When Erna Caron told Ying-Ying Ma about living in Chatham Square, a lasting story was born — about a meat freezer, about a family named Finnegan, about a river and oysters, about a multiracial urban “village,” about community most of all.
The pleasure and efficacy of photography and reminiscence as means to build neighborhood and relationships, especially inter-generational ones, were on moving display in “Chatham Square: Portrait of a Neighborhood,” an exhibition of local oral histories and photographs at the Mary Wade Home. The exhibition, on public display Wednesday night, featured the work of seven Yale undergraduates, such as senior anthropology major Ma. During the winter and spring they were paired with seven people, young and, well, not so young, such as Caron, who live around the Chatham Square neighborhood around Clinton Avenue in Fair Haven.
The students, many anthropology majors interested in ethnographic studies, would record the residents about their lives in the neighborhood. In turn the residents would convey their perspectives on Fair Haven through photographs they took reflecting what they particularly loved about the area. It would also be an opportunity for residents to express their passionate regard for their historic “village,” and in so doing help counter the reputation this quiet and close knit patch of Fair Haven still has among those who mistakenly continue to think it riddled by drugs and crime.
“It’s strange. I didn’t expect it, but all I wanted to talk to Ying about were the local stores I remember,” said Caron. “She tried to get me talk about other things, but those old stores kept coming back. I was born around Chatham Square and I raised my children here. I loved the mom and pop stores, the first one on Chatham and Downing that served, you know, bread, milk, the staples. But then the owner got a freezer and began to sell meat, and when business picked up he hired a helper named Finnegan. I grew up with Finnegan’s children; one became a dentist, and one married the local milkman. Finnegan used to take the meat you bought and grind it up right in front of you. Now those stores are houses, but it’s still beautiful here. I love it, and I’m proud to stand up for Chatham Square no matter what some people might think.”
The event, collaboratively organized by the Chatham Square Neighborhood Association, the Yale-New Haven Ethnography Project, the New Haven Oral History Project, and the Community Foundation for Greater New Haven, turned out to be a living history eye-opener for the students as well. Many, though sophisticated in the ways of far-off cultures, had not ventured all that far from Yale’s downtown enclave. Many had not, until the beginning of the project, even heard of Chatham Square. Nor had many of the young interviewers experienced where they grew up quite the same passionate attachment to the Quinnipiac River and its views, the oystering history, and the generally deep sense of place evoked by the interviewees. That appeared to be one of the big surprises.
For example, Austin Woerner said that he had no idea his talks with local wood carver John Bontatibus (in the photograph beside Woerner) would be so moving to hear. “The Fair Haven John remembered was one where he went crabbing and eeling, where he sat at a certain spot in the morning watching the clam boats go out, and then in a different, but always same spot, for the clam boats to return. He talked about going with his friends up into Fair Haven heights and looking through the Indian caves. And it’s funny, it made me think about my own neighborhood. It was only a physical environment, without the kind of depth John talked about, the significance of every space, the accretions where different things happened in the same locale. By comparison, where I grew up began to feel like a stage set.”

##########

WHAT TO WORK ON
**A.** In the Chatham Square article, where was the exhibition held?
**B.** Continue the Chatham Square article from where it stops.

EXTRACTED MATERIAL
##########

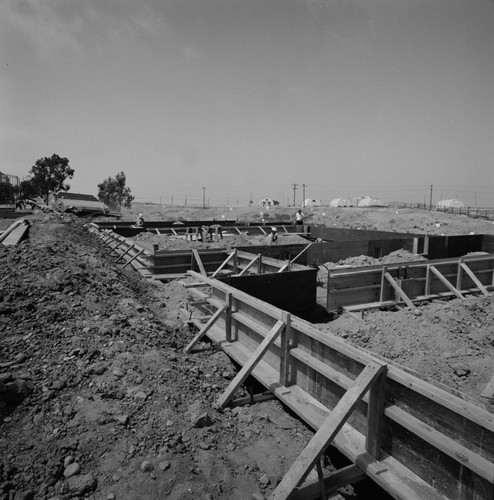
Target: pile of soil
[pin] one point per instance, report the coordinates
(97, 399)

##########

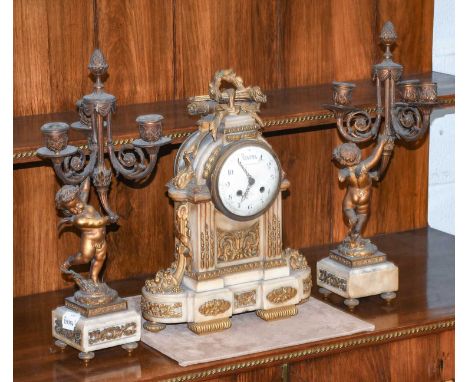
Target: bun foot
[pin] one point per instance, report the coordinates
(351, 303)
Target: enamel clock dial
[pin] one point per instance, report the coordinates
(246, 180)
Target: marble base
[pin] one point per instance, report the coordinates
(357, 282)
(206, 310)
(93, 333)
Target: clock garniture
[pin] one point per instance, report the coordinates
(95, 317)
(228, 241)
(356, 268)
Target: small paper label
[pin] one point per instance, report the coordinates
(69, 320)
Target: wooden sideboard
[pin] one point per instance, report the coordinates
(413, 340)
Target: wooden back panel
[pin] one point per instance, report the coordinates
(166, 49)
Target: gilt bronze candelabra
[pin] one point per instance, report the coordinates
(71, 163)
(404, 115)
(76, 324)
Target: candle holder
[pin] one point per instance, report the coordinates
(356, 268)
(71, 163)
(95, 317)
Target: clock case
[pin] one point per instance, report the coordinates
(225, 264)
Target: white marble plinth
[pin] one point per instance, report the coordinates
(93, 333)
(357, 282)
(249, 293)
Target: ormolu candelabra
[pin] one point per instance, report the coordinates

##########

RESPONSES FOR EACH TASK
**A.** At the Mary Wade Home.

**B.**
Perhaps this hard-to-capture sense of ever-changingness yet ever-the-sameness that everyone seemed to touch upon had to do with water. The Quinnipiac River kept winding through in significance to both older and relatively new Fair Haveners alike, such as David Zakur and Heather Findlay (pictured below). Both scientists doing research at Yale Medical School’s Department of Psychiatry, they came to the area five years ago and now live in a quietly stately 19th century house on the corner of Front Street and Pine.
“I grew up in Wallingford,” Findlay said, as she stood beside her photograph of the fishing boats of the Fair Haven Lobster Company moored on pristine river in early March twilight, “and David is from Branford. We both grew up in neighborhoods, but the intensity of ‘neighborhood’ here is like nothing we’ve ever known. A walk that should take 15 minutes takes 30 because you stop and talk to your neighbors. It is a village. We’re all proud of the buildings, the history, the oystering heritage, and we’re almost obsessive about protecting it.”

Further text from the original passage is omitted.